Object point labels
────────────────────

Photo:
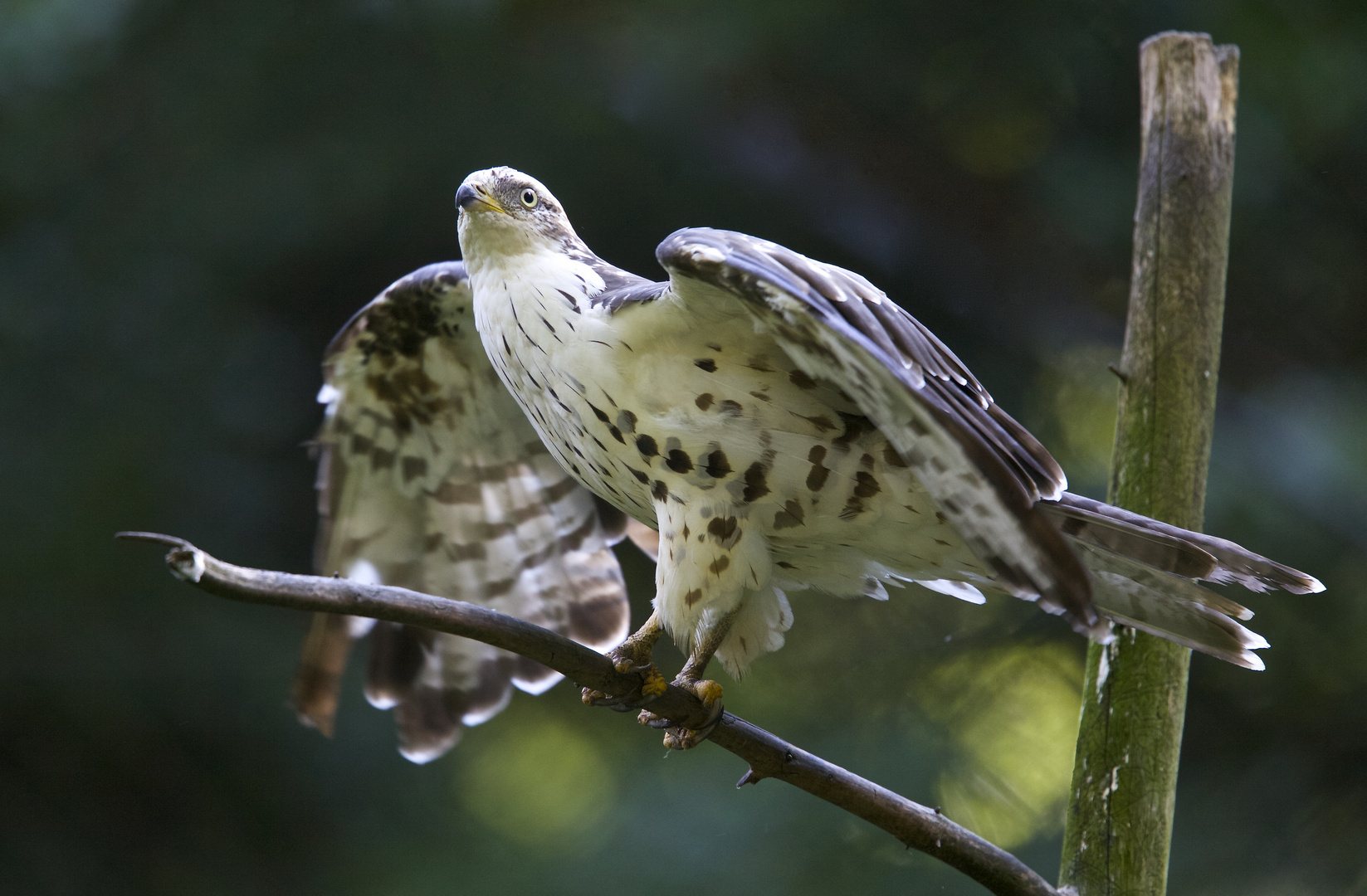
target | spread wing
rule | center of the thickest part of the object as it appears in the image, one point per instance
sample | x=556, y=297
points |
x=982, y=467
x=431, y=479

────────────────────

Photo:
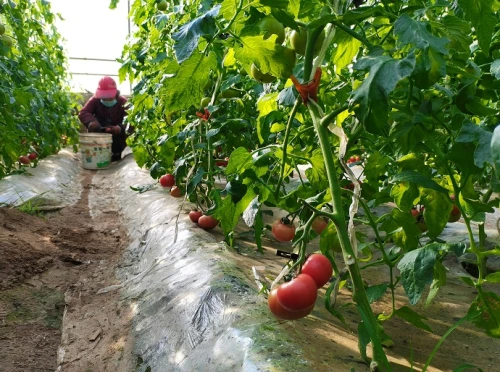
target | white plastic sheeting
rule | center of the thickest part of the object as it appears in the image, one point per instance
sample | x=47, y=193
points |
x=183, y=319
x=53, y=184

────────────────────

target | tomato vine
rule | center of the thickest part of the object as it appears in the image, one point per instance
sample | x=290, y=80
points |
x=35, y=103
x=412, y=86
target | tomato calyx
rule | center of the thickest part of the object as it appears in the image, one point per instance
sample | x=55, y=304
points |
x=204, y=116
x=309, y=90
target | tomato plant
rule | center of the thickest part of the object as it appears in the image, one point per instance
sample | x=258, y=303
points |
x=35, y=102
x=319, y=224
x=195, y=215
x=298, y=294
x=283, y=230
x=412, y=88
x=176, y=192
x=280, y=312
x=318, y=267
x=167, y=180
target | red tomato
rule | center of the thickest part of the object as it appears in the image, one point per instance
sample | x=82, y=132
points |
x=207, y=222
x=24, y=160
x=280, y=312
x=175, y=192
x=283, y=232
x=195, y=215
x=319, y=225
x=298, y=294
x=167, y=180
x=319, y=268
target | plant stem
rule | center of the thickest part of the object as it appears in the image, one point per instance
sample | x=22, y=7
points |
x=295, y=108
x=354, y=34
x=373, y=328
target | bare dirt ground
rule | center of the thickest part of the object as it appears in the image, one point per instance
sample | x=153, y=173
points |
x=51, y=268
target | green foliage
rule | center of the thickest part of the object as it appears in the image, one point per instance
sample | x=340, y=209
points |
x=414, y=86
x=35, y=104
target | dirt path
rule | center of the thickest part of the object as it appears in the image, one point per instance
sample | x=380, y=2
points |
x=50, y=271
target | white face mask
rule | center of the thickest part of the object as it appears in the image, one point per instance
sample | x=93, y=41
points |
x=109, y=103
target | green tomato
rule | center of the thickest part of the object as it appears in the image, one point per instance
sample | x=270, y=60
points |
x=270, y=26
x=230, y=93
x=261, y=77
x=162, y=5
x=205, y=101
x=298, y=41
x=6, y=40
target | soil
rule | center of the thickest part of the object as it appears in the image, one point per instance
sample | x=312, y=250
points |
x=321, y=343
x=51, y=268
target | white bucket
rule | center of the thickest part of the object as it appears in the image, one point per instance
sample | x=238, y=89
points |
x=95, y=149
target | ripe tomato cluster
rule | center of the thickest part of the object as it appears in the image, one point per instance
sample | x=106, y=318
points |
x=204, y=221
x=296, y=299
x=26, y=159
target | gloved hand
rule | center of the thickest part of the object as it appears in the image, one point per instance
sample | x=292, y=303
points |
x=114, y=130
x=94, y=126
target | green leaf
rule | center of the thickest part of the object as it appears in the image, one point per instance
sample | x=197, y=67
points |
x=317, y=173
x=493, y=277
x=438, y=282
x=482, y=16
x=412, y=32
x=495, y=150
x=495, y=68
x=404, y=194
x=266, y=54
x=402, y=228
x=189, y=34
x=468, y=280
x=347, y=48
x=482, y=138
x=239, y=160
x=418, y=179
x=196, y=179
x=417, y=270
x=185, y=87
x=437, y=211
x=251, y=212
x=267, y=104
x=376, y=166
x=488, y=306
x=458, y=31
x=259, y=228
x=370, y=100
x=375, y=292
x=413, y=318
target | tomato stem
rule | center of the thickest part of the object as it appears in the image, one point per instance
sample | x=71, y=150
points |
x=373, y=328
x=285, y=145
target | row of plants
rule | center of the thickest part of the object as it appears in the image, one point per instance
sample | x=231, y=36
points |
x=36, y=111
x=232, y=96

────────────────────

Instruction:
Locate every line in the lines above that contains the word "dirt", and copy each of those lines.

The reply:
target | bare dirt ground
target | dirt path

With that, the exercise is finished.